◆ PROVIDED DATA
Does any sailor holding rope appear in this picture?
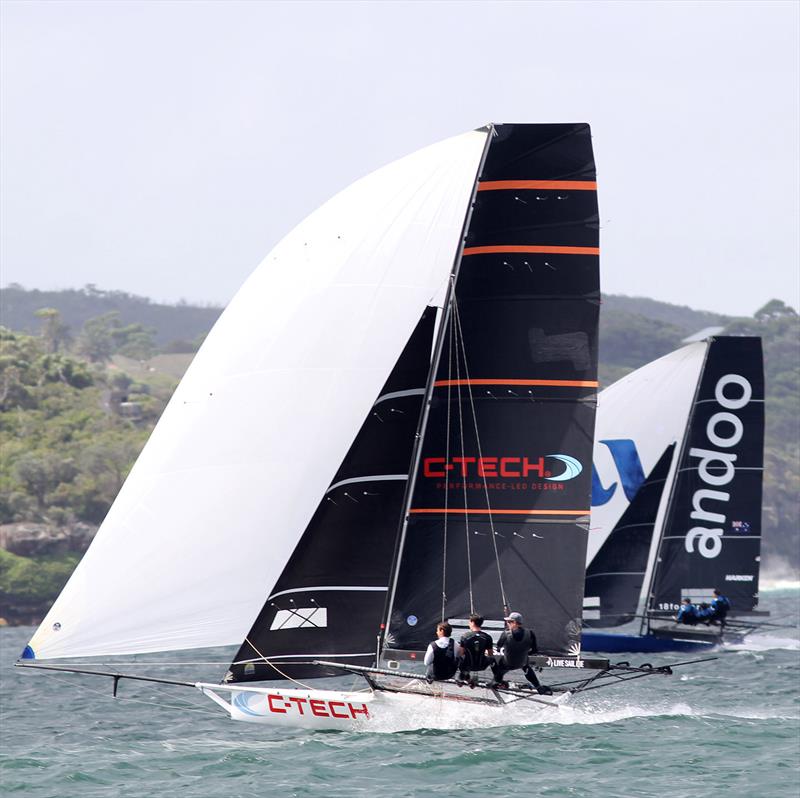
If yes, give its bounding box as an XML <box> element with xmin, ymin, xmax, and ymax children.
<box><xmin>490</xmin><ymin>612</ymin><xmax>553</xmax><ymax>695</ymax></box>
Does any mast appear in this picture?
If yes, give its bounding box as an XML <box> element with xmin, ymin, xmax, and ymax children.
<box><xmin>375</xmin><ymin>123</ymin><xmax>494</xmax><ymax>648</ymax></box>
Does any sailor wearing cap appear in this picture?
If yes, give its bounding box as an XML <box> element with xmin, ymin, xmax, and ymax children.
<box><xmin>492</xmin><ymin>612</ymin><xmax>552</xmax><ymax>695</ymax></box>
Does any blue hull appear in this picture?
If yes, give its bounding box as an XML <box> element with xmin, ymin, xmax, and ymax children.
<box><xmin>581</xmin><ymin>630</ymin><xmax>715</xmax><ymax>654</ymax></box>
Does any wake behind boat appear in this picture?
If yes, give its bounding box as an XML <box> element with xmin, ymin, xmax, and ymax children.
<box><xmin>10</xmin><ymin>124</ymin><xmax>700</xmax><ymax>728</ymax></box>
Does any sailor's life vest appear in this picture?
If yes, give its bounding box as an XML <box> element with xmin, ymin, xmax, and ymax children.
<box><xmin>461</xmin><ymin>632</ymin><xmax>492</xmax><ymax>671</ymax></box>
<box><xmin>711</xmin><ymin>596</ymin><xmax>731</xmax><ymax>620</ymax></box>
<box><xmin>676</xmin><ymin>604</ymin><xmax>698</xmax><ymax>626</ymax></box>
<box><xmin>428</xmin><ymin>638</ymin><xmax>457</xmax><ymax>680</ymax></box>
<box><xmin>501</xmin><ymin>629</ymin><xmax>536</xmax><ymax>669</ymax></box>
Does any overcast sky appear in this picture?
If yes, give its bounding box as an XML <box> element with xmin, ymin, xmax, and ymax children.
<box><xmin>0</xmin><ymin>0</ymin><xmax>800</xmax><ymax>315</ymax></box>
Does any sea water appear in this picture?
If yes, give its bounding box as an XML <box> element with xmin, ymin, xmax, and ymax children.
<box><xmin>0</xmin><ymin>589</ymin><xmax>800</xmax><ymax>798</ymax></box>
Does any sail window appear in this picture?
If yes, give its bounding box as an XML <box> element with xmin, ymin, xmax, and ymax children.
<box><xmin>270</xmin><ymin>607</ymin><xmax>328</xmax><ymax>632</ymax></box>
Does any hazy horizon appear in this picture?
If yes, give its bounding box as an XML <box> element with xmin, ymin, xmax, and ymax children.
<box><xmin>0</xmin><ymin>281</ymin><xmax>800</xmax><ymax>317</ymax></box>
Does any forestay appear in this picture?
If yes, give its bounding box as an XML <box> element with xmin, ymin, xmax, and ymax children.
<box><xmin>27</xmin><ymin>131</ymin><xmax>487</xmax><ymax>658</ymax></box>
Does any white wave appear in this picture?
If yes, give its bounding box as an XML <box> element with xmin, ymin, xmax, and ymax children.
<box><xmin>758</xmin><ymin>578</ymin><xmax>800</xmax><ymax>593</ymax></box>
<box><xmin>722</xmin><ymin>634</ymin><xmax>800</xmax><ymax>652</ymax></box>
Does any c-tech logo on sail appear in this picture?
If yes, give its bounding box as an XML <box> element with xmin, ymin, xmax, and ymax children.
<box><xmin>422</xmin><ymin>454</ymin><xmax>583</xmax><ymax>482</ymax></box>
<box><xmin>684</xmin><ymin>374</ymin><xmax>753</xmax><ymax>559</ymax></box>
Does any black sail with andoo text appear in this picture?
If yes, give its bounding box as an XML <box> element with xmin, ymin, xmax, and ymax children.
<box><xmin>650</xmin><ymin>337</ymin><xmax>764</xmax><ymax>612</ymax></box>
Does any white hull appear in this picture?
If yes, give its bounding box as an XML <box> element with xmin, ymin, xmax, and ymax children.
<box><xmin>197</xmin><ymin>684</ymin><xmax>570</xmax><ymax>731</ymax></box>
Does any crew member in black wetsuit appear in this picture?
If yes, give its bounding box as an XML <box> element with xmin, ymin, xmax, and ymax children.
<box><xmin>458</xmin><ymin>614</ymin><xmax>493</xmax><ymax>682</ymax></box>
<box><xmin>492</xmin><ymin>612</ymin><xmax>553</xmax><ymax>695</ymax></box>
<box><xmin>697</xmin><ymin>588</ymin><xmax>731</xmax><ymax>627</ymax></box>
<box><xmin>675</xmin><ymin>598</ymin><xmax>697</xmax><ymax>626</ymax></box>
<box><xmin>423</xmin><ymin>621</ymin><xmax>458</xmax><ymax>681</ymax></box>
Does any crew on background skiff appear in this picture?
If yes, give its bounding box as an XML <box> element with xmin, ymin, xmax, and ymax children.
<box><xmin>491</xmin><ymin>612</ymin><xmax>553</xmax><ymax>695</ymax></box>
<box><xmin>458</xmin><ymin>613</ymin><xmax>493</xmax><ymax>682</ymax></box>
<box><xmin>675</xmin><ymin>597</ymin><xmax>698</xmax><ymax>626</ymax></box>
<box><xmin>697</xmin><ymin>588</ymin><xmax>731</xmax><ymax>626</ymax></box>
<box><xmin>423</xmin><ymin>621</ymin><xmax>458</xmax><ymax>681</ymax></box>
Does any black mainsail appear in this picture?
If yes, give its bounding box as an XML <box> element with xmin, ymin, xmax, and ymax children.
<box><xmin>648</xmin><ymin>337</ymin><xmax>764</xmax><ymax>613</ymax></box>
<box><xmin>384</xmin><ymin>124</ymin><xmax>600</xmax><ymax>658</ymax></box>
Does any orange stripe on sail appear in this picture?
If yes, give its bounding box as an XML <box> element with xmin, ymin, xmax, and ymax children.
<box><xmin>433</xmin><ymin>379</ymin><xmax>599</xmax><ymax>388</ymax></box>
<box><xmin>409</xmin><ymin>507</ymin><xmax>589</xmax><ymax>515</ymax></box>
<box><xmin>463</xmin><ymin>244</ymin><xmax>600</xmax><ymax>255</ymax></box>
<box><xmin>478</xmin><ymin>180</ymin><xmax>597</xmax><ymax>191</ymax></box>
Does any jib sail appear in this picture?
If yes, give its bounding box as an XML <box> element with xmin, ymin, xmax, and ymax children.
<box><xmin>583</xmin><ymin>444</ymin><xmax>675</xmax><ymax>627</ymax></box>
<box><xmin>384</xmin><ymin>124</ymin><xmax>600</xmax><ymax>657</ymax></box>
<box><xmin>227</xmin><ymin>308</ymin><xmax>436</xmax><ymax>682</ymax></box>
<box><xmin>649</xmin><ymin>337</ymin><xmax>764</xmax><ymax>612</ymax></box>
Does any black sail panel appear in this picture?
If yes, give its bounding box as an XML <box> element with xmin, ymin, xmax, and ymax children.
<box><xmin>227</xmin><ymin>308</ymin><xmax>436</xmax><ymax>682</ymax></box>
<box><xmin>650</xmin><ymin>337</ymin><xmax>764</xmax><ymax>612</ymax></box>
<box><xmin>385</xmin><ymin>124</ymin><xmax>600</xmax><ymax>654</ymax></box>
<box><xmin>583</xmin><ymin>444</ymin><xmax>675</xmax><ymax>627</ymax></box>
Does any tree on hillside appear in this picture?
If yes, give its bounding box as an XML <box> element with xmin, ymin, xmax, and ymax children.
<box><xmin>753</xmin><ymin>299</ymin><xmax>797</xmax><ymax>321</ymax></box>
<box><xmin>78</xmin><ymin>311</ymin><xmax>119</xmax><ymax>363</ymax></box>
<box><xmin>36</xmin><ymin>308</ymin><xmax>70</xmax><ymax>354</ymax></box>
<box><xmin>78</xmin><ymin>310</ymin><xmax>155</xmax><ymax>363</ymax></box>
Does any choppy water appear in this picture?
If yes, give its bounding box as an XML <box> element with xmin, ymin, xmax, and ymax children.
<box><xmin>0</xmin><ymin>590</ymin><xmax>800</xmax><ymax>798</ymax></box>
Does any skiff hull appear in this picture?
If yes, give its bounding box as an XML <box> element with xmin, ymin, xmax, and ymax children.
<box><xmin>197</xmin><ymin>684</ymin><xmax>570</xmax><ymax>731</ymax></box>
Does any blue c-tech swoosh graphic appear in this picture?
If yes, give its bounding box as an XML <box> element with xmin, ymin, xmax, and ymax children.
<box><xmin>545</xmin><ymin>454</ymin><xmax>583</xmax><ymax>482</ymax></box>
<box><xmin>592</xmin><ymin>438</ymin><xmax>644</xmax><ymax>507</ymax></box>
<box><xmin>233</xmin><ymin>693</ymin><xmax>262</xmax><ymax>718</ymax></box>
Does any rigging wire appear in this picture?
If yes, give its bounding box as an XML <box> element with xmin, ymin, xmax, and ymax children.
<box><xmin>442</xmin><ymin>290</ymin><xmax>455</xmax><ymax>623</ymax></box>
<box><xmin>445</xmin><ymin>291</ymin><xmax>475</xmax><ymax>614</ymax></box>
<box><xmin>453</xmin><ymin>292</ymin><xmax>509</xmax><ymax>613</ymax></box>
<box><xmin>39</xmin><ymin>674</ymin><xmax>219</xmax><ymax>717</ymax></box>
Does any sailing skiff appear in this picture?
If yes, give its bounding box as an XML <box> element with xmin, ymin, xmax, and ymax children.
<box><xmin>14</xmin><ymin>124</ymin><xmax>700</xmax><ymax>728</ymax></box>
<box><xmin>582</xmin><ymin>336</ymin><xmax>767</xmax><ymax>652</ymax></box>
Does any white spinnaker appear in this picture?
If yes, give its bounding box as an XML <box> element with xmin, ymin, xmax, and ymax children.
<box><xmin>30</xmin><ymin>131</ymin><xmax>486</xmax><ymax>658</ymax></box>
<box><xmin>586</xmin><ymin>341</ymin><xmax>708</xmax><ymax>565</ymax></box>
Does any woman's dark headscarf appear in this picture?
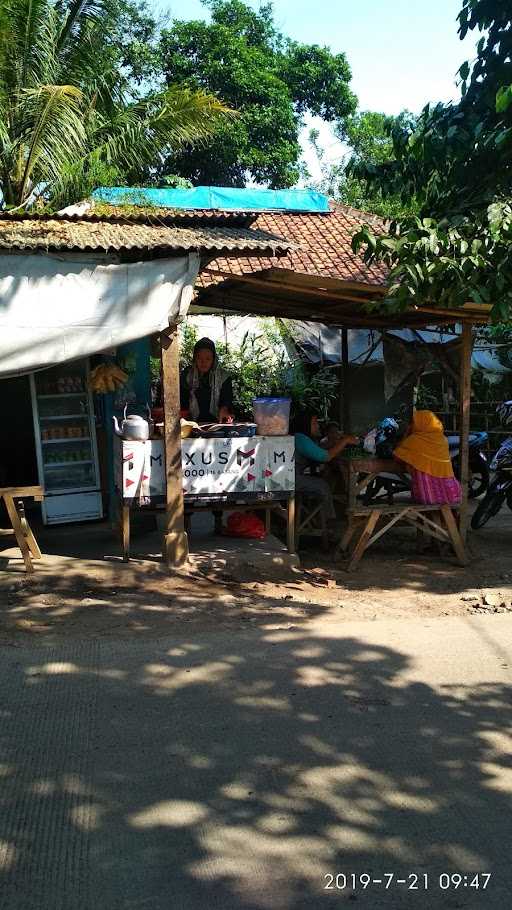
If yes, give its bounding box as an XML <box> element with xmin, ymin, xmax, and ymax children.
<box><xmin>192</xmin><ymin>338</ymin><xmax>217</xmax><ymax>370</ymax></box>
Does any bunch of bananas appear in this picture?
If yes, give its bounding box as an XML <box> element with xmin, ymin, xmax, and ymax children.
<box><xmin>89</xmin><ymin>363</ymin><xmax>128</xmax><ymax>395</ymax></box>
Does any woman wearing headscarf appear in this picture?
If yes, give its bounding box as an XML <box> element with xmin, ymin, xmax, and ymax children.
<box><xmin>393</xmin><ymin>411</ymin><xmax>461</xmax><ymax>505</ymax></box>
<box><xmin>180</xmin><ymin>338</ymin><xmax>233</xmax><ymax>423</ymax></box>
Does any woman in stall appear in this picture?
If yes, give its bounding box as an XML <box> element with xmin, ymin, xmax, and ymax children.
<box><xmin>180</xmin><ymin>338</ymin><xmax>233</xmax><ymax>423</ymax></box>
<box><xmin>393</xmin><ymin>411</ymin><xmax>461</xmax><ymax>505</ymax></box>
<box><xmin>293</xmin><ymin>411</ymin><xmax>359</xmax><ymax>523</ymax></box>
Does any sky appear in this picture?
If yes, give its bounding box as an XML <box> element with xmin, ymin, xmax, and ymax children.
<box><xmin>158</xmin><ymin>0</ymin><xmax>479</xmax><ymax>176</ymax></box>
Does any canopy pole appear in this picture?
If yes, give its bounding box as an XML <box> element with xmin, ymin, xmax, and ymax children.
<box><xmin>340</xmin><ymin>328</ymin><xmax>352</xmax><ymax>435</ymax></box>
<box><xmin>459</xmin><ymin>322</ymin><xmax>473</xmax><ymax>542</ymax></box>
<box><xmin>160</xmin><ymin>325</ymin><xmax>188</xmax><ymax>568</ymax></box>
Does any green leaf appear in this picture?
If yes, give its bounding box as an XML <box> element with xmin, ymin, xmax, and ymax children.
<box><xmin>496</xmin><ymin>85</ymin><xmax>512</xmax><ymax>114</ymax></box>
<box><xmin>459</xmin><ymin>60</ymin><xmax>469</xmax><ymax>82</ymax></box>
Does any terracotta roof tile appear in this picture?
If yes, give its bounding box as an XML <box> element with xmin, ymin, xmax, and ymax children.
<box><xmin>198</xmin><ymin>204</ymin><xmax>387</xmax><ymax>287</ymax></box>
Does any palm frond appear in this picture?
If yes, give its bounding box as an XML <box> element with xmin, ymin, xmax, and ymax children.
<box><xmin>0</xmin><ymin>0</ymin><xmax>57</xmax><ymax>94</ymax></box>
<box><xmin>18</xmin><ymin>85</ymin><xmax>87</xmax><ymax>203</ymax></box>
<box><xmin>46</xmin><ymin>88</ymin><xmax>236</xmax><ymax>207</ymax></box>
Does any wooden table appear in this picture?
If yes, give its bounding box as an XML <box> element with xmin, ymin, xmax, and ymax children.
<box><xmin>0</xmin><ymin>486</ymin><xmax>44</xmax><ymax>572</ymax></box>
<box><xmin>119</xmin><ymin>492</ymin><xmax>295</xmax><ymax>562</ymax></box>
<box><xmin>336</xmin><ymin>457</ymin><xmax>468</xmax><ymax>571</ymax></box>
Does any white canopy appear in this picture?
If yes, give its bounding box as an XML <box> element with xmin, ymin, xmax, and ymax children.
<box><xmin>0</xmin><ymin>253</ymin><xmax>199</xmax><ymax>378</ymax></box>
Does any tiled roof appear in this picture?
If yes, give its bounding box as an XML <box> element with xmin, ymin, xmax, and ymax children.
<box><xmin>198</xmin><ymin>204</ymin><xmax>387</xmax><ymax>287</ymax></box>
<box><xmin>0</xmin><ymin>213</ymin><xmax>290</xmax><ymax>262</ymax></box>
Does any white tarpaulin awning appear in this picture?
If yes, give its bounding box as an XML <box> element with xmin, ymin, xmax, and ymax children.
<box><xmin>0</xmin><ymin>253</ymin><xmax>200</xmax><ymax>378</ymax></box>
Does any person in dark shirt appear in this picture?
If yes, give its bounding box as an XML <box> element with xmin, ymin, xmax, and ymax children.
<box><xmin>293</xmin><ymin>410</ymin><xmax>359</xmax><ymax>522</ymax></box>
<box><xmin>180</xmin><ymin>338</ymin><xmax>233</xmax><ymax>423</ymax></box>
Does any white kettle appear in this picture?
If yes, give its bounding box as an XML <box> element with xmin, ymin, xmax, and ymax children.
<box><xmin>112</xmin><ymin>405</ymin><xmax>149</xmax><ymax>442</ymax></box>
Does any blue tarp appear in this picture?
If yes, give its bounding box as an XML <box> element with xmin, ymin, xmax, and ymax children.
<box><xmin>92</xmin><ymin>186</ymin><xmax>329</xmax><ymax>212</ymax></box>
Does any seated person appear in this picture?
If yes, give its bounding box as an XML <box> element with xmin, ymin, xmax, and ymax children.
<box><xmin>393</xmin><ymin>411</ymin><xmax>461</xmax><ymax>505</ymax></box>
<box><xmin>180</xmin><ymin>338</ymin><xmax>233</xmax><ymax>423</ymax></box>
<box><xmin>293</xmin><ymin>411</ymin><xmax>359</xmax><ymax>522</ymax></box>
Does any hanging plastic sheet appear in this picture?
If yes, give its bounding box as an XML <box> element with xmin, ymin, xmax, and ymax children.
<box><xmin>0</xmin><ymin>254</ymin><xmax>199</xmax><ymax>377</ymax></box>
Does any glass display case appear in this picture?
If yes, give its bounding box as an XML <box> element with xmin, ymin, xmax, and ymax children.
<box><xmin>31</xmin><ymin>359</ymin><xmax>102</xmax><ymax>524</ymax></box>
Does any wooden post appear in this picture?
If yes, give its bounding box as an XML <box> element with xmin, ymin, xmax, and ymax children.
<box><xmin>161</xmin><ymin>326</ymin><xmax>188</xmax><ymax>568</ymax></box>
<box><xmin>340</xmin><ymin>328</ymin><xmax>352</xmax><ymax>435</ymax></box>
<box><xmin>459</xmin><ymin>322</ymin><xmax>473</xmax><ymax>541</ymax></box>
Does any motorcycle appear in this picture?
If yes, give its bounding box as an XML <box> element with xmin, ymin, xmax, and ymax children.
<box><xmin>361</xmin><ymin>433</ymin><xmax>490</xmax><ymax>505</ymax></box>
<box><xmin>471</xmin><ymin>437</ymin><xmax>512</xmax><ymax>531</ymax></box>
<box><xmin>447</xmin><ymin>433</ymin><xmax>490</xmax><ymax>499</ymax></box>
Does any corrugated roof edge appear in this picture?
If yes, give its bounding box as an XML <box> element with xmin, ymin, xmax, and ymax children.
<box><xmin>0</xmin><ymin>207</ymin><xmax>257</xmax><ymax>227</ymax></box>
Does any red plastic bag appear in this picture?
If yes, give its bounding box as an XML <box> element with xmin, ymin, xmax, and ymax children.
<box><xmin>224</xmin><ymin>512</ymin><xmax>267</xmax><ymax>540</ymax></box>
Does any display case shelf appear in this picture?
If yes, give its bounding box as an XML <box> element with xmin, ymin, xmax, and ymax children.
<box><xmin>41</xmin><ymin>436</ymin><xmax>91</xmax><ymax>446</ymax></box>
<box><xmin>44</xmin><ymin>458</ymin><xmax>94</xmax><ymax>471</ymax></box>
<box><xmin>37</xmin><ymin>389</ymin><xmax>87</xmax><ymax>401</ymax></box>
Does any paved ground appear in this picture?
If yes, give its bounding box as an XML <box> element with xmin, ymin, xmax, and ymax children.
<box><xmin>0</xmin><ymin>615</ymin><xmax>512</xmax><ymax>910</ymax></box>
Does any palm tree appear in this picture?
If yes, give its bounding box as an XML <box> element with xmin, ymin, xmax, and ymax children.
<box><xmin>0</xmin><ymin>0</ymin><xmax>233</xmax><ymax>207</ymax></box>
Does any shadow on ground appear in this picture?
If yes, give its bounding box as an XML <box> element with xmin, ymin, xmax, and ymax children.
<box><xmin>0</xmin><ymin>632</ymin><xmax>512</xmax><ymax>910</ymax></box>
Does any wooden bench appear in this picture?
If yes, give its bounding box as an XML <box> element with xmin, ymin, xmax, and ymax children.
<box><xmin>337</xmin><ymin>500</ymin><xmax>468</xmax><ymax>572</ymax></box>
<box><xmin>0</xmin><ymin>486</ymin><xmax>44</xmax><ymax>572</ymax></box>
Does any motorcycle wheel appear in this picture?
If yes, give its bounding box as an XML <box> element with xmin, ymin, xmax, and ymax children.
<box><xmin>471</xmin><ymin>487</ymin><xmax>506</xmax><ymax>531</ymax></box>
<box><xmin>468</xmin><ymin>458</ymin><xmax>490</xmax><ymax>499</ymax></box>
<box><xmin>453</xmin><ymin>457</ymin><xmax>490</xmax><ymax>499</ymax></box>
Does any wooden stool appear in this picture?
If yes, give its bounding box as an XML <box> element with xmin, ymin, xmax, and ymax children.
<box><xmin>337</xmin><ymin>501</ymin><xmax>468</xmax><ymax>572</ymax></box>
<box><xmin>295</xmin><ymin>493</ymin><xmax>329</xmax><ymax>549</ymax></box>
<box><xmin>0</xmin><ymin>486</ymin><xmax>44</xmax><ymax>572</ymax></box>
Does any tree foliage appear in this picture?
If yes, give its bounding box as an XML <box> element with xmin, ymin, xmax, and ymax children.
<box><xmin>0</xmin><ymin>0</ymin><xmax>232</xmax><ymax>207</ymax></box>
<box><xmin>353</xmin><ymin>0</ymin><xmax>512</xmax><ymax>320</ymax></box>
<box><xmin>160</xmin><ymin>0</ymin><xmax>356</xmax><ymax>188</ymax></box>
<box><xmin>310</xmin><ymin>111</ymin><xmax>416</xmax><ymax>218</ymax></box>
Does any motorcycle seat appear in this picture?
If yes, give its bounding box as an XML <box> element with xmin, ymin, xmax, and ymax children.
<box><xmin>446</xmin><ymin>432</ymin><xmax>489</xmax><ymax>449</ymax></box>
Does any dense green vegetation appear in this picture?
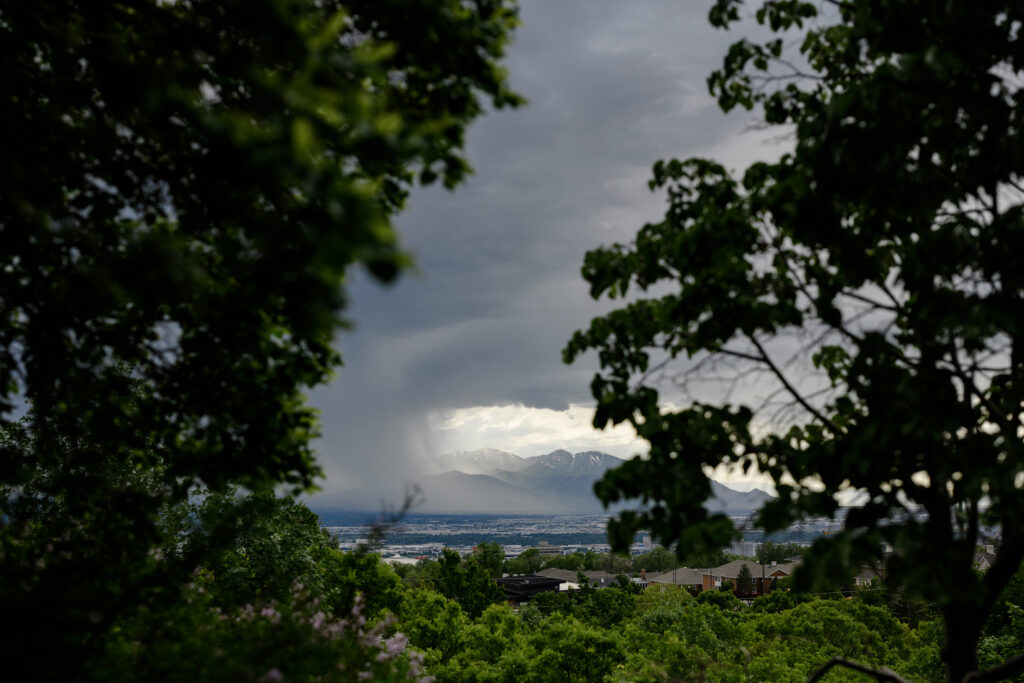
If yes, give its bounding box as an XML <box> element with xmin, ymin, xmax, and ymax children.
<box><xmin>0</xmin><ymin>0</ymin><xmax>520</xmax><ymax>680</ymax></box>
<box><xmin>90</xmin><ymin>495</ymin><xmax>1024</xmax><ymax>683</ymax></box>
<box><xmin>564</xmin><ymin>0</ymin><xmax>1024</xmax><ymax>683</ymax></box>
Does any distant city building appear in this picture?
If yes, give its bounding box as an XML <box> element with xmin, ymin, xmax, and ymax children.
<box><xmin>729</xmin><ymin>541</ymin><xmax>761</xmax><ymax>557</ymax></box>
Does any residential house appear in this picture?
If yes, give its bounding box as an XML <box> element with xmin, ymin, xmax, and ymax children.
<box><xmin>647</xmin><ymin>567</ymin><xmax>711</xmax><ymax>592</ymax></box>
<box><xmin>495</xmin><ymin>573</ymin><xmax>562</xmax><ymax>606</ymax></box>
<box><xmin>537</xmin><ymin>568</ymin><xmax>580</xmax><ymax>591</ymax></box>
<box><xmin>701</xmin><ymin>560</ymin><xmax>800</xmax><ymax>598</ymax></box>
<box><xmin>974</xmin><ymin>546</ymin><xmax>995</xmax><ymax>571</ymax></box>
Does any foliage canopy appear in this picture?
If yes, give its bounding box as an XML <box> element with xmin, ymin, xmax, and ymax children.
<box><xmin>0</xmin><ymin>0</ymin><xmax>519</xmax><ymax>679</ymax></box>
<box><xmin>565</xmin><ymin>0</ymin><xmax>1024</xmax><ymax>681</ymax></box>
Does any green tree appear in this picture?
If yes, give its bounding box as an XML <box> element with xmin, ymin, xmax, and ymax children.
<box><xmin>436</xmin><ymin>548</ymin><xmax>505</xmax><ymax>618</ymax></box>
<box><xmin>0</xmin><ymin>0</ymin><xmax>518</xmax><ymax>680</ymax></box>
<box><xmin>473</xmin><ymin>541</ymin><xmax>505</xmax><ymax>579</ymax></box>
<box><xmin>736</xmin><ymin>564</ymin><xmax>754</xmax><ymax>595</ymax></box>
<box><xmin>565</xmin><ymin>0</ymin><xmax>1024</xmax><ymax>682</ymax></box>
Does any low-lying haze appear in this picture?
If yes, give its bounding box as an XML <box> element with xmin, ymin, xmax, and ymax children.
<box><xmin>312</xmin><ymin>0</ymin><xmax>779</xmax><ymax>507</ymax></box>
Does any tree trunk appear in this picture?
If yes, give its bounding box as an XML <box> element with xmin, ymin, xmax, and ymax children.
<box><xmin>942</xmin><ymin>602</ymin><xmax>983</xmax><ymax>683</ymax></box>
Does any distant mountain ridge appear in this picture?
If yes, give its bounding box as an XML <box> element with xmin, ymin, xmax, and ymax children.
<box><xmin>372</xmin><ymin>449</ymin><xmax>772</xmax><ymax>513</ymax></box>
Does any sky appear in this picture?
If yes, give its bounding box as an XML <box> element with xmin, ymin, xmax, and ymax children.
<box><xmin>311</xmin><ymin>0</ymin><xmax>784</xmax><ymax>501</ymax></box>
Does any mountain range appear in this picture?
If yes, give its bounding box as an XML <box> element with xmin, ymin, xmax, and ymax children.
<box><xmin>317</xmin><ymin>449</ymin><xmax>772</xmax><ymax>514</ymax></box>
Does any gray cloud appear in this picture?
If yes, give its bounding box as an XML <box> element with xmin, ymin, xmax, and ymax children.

◆ SHORT EXERCISE
Write out only the final block of lines, starting at the line with "Does any tree trunk appear in this picture?" and running to the end of the material.

◆ EXPECTED ANSWER
Does any tree trunk appear in this picture?
If yes, give its bounding box as an XML <box> element with xmin, ymin, xmax, and ymax children.
<box><xmin>942</xmin><ymin>602</ymin><xmax>983</xmax><ymax>683</ymax></box>
Does any distant mountain ridge appear in this picture?
If yes, give its bounding box as an XML <box> element with xmin, ymin, xmax, and ymax children.
<box><xmin>372</xmin><ymin>449</ymin><xmax>772</xmax><ymax>513</ymax></box>
Does any sky appear in this picture?
If yes, give its bounding box as an XML <box> element with xmin, ymin, xmax, and ymax children.
<box><xmin>311</xmin><ymin>0</ymin><xmax>784</xmax><ymax>501</ymax></box>
Does any mountain range appear in this picture?
If yes, give its bounding box as an XML <box> element with xmin, ymin, xmax, and ymax children.
<box><xmin>317</xmin><ymin>449</ymin><xmax>772</xmax><ymax>514</ymax></box>
Does any gray cloud appear in this picture?
If yes, give its bounding box as an XML <box> element with xmin, ymin, xmax, and ymax children.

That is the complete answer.